+++ Page text +++

“Valve Index” VR headset announced to arrive May 2019 right on time to crush the badly designed Oculus Rift S. With quotes from Brendan Iribe, Jason Rubin, and Nate Mitchell.

Valve Index and Valve Knuckles are arriving May 2019. This is the next generation of VR that desktop VR users have been waiting for. This story is also about how Oculus dramatically failed with the new Oculus Rift S. Thank goodness the Valve Index is almost here: The Oculus Rift S ($399) is a terrible product for the price, it’s a backwards step for Oculus, it costs more than the original Oculus Rift ($349) and the quality is significantly worse.

The Rift S is just not a good value compared to the original Rift. A lot of folks at Oculus know this is true, including the Oculus executives pushing the rational for it while looking defensive in video interviews about it. Even the journalists who write about Oculus look they they are holding back from telling you what a shitty product the Oculus Rift S is compared to it’s less expensive but superior predecessor.

+++ Record set +++

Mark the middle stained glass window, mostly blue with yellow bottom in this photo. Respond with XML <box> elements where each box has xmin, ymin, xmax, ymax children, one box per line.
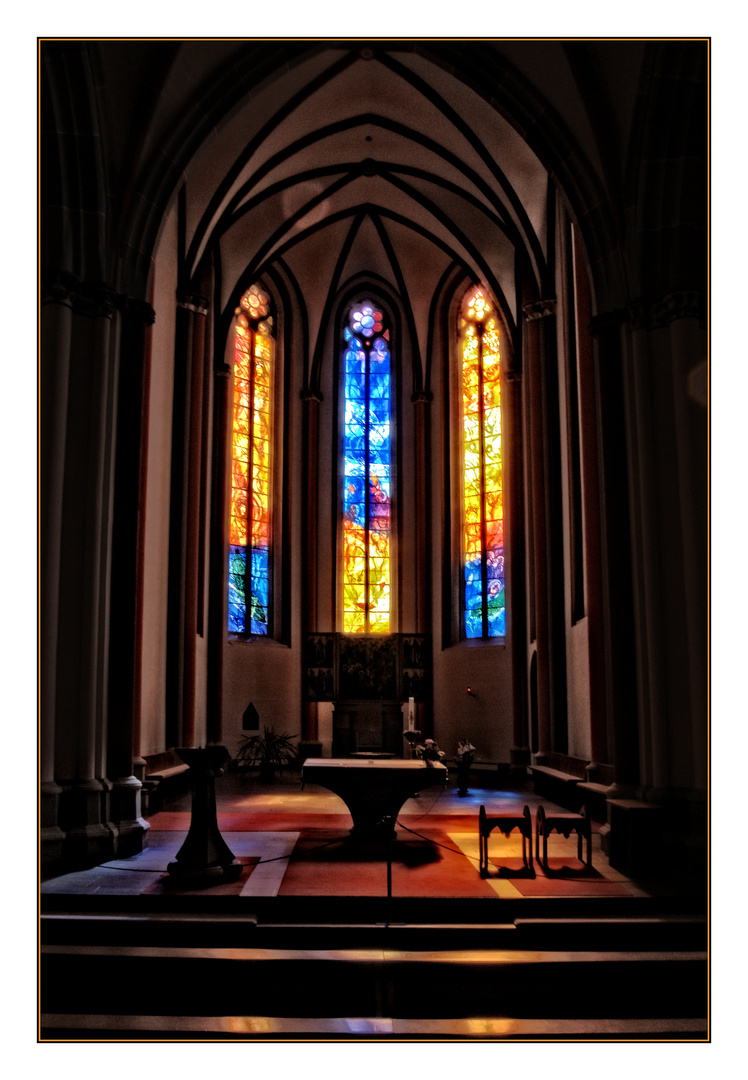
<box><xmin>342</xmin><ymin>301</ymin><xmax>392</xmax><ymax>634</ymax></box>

+++
+++ Record set +++

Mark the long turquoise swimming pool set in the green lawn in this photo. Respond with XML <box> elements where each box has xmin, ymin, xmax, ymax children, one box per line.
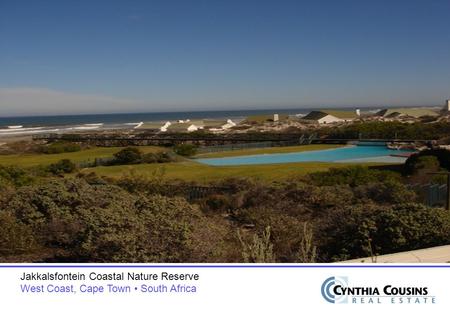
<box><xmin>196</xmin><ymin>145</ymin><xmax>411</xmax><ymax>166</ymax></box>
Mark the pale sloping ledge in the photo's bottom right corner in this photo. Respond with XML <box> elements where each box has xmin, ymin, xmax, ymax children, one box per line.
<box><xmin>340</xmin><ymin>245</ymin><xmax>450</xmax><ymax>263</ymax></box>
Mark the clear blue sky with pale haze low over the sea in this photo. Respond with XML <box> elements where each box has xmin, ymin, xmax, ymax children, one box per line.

+++

Actions to take -
a - List every person the VR headset article names as a source of quotes.
b - Please transcribe the VR headset article starting at "The Rift S is" and ending at "but superior predecessor.".
The records have no connection to the VR headset article.

Answers provided -
a - Brendan Iribe, Jason Rubin, Nate Mitchell

b -
The Rift S is just not a good value compared to the original Rift. A lot of folks at Oculus know this is true, including the Oculus executives pushing the rational for it while looking defensive in video interviews about it. Even the journalists who write about Oculus look they they are holding back from telling you what a shitty product the Oculus Rift S is compared to it’s less expensive but superior predecessor.